● **EXERCISE GOAL**: Rewrite the rows below as a numbered list, leaving out blank lines, from the line with "Where can the shadow" to the line with "<point>412,207</point>", both included.
⁂
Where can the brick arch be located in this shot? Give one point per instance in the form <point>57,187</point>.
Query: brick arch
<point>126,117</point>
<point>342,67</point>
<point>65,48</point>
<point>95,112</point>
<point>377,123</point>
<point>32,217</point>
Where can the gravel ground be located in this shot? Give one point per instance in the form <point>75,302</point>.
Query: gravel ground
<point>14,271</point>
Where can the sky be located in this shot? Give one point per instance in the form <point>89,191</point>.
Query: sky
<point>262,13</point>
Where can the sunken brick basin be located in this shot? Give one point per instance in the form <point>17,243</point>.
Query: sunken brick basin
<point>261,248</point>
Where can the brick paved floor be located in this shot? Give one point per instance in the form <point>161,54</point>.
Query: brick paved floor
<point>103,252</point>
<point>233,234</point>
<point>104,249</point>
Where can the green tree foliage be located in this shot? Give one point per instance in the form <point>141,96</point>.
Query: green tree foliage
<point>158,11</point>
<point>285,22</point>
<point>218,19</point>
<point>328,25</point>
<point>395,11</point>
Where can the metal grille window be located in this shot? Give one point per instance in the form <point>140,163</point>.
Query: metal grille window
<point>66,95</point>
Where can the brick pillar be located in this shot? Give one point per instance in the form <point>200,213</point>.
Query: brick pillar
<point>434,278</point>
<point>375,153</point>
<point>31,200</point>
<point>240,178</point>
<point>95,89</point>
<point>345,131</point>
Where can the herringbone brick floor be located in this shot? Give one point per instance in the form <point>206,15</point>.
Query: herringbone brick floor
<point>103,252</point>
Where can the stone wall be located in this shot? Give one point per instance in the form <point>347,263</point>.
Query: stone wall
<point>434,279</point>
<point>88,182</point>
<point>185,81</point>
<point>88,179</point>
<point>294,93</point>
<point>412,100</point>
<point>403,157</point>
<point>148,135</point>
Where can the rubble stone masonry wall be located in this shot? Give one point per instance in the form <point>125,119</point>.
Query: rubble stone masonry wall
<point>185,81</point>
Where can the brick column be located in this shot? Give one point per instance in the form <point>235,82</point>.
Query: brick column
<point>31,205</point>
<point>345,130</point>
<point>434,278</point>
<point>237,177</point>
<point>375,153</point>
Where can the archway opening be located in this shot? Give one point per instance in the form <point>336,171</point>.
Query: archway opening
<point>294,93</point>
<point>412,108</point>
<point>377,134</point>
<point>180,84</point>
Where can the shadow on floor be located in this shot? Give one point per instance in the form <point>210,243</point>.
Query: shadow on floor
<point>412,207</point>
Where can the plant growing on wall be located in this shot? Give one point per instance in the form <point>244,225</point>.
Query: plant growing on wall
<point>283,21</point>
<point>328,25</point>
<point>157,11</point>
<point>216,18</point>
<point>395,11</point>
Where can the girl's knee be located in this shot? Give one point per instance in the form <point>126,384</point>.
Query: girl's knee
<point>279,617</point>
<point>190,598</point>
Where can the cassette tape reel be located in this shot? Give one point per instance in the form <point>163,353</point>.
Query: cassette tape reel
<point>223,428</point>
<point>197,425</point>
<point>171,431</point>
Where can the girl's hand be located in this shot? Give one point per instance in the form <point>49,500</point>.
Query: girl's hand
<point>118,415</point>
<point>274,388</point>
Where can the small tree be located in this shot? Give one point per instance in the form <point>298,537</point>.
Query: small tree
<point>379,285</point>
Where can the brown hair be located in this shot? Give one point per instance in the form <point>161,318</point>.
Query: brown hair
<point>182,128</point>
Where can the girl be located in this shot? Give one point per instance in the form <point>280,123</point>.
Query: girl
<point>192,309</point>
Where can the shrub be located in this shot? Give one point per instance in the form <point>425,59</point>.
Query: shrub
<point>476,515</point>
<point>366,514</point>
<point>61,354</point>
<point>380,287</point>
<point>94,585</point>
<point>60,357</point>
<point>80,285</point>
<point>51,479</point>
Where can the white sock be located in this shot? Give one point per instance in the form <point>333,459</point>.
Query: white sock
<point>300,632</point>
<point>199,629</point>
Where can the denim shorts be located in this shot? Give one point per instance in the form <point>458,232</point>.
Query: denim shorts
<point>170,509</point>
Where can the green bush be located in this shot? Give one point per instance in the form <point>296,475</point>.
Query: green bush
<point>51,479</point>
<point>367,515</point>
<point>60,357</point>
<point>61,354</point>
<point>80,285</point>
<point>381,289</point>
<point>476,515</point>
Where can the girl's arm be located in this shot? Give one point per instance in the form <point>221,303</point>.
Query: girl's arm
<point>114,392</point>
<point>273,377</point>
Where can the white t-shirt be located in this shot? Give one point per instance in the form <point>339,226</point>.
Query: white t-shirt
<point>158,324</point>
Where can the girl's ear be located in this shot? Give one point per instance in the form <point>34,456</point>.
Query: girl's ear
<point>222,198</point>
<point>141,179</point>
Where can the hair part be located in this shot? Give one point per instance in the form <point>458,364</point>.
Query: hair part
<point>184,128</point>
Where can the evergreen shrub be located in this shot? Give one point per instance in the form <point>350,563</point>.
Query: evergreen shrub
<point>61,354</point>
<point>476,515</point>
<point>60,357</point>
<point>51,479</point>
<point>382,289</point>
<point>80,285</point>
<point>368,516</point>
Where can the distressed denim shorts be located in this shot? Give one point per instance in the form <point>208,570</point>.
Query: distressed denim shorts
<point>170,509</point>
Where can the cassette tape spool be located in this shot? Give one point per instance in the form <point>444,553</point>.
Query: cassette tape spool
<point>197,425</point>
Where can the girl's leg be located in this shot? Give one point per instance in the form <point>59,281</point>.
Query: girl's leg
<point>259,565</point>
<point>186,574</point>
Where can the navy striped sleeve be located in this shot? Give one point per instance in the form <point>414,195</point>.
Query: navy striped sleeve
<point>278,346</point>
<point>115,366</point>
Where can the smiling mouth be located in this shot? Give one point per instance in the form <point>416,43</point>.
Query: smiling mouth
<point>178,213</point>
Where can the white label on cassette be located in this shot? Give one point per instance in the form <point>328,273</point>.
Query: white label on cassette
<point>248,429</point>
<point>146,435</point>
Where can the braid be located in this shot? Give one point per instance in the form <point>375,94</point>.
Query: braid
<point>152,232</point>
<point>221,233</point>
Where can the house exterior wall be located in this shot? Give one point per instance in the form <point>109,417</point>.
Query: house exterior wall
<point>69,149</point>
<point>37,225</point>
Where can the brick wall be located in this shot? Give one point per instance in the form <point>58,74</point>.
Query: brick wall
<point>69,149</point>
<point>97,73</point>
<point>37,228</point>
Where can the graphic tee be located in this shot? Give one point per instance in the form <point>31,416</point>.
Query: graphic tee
⁂
● **SOLVED EXERCISE**:
1. Where can the shadow on floor be located in this shot? Give one point per instance in the form <point>210,243</point>.
2. Query: shadow on floor
3. <point>412,207</point>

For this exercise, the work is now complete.